TASK REQUIREMENTS » Beginning with the line containing "Report the position of every instance of the man standing" and ending at the last line of the data, set down every line exactly, leaving out all pictures.

DATA EXCERPTS »
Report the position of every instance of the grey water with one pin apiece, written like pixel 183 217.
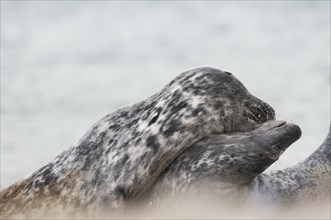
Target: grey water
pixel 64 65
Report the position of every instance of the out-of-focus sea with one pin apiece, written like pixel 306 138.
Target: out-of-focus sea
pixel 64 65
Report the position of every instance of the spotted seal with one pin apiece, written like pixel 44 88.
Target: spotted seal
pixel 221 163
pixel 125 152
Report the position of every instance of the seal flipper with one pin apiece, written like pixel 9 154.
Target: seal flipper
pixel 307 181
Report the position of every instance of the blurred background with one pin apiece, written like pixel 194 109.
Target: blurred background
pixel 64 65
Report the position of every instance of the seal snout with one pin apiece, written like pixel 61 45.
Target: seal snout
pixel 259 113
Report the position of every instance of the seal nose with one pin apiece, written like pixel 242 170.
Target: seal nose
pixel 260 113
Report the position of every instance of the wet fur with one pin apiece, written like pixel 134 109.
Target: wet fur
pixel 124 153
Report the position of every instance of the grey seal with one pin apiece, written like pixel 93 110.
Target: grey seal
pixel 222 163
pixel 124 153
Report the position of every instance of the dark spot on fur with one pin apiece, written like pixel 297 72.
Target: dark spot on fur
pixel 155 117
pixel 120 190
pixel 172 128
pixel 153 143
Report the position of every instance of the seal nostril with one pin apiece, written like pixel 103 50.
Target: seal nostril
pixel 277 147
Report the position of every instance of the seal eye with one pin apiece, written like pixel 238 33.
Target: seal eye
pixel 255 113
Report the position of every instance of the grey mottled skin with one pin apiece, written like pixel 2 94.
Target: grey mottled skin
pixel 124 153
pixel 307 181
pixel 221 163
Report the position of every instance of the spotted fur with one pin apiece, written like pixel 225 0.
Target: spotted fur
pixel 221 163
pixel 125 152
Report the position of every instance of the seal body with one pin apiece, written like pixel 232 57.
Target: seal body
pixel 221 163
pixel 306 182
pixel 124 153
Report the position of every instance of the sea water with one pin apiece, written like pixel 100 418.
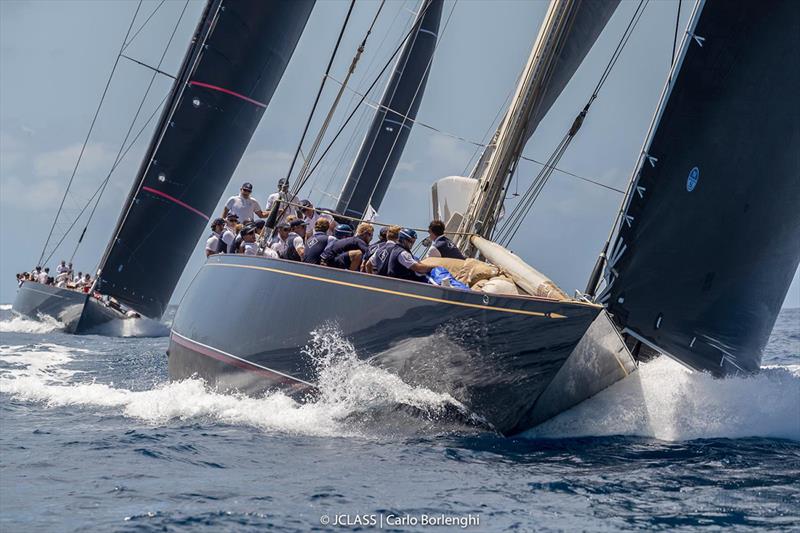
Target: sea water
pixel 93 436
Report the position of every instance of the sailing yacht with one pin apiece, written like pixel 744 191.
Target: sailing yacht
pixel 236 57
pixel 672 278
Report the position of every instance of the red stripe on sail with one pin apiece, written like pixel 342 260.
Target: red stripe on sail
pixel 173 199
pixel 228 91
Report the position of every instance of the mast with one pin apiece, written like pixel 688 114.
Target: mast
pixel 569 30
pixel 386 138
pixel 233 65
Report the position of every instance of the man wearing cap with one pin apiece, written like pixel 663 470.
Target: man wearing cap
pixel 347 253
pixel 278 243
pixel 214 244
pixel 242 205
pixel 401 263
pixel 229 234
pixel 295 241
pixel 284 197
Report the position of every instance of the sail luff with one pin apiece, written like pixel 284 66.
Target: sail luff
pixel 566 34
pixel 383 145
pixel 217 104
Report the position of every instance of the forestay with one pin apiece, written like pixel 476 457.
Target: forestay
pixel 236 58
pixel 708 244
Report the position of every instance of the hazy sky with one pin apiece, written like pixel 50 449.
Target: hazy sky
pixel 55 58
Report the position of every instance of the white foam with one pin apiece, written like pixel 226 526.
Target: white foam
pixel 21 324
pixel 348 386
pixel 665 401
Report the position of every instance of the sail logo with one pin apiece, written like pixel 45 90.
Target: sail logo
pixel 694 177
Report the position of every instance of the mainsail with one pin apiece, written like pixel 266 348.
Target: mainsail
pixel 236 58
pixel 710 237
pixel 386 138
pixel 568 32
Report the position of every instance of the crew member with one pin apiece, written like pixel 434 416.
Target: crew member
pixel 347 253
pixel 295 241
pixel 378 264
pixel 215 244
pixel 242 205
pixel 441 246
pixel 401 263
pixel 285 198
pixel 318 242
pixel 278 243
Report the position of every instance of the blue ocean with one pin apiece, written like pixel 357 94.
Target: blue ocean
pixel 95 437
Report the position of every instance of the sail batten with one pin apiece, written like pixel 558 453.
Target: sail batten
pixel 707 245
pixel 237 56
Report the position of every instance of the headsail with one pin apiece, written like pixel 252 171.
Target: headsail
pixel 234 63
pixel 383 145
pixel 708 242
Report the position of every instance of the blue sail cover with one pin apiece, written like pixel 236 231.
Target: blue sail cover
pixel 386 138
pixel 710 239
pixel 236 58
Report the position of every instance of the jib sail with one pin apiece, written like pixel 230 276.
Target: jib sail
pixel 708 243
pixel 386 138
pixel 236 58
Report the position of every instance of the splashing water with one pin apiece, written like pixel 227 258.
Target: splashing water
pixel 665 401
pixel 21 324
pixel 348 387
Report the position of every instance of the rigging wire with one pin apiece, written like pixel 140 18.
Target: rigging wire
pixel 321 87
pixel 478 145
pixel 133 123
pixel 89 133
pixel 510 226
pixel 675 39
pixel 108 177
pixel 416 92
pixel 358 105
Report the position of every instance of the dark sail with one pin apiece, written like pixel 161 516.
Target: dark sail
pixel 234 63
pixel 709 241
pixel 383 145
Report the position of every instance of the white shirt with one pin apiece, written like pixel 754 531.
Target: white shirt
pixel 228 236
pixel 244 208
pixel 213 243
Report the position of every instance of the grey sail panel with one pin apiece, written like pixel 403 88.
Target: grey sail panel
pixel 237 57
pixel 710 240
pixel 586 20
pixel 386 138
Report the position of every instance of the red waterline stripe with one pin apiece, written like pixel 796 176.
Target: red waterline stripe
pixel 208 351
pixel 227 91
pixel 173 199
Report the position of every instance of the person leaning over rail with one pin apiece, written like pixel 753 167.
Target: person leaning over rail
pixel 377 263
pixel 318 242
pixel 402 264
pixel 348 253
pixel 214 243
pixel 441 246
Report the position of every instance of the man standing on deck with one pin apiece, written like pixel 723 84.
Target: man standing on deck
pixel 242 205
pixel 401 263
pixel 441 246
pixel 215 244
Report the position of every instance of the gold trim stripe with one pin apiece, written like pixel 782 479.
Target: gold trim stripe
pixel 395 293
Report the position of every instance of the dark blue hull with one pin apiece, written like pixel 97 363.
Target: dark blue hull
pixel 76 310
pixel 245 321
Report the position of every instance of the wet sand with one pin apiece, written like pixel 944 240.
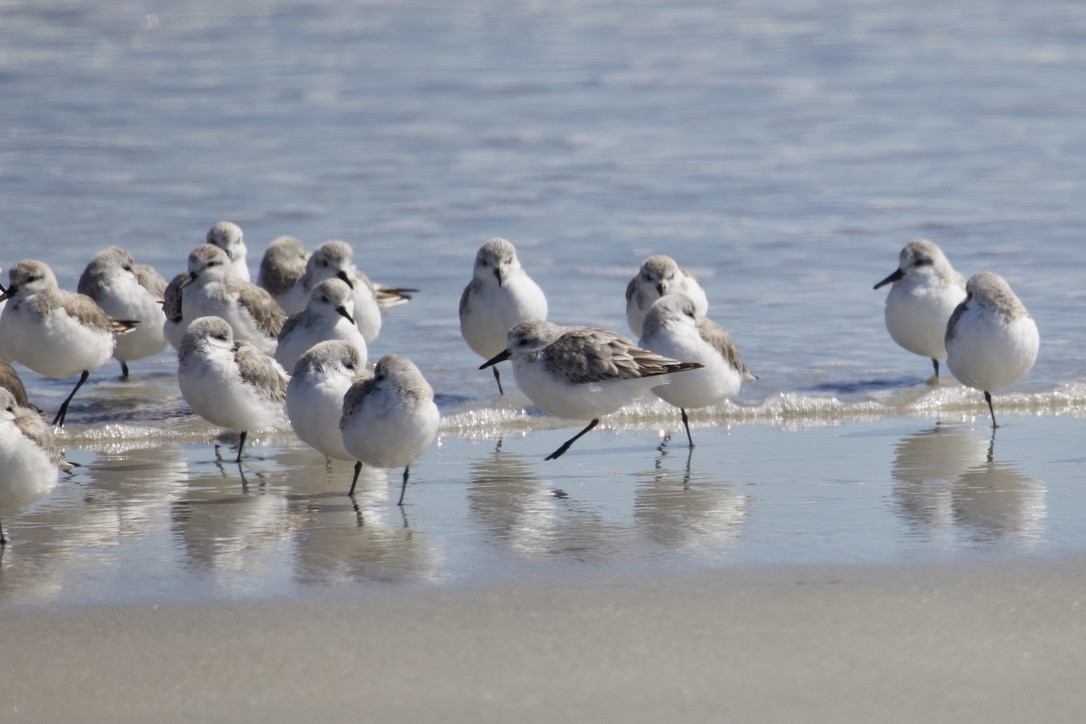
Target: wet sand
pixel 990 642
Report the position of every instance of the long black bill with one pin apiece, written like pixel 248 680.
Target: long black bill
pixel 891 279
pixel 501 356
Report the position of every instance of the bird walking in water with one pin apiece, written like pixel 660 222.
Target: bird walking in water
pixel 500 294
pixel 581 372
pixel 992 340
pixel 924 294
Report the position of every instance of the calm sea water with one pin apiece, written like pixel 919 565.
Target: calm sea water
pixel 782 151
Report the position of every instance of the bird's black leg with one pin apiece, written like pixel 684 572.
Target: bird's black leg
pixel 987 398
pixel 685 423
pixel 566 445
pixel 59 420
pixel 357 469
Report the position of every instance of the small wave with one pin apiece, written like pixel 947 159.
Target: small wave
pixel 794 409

WRITTEN ANSWER »
Report the position of every instance of the man standing on deck with one pin apiece, written like pixel 723 84.
Target: man standing on deck
pixel 242 205
pixel 401 263
pixel 441 246
pixel 215 244
Report the position of every instance of the gold trim stripe with one pin apiece, written like pixel 782 479.
Target: gold trim stripe
pixel 395 293
Report the position of every instance of the dark blue hull with one pin apiece, written like pixel 97 363.
Target: dark blue hull
pixel 76 310
pixel 245 321
Report the position of every instance of the wet sand with one pin apiece, written like pixel 944 240.
Target: wet sand
pixel 990 642
Report the position of every instance of the long black bill with one pin apiece, written like pixel 248 680.
Target: long black bill
pixel 891 279
pixel 501 356
Report the position of every instance of the bird walking in water with one pin apiece, written like pixel 660 222.
Target: bird walking in water
pixel 500 294
pixel 581 372
pixel 992 340
pixel 924 294
Report the position of every instance of the calm sea water with one pin apiece, written like pixel 919 565.
Target: calm sea water
pixel 782 151
Report the position of every instance of the bird's black leg with one pin apiece, written like pixel 684 572.
Target: bird's black leg
pixel 987 398
pixel 685 423
pixel 566 445
pixel 59 420
pixel 357 469
Report the position of every instance of the small wave with one pin apiece, written like pixel 947 159.
Target: small wave
pixel 794 409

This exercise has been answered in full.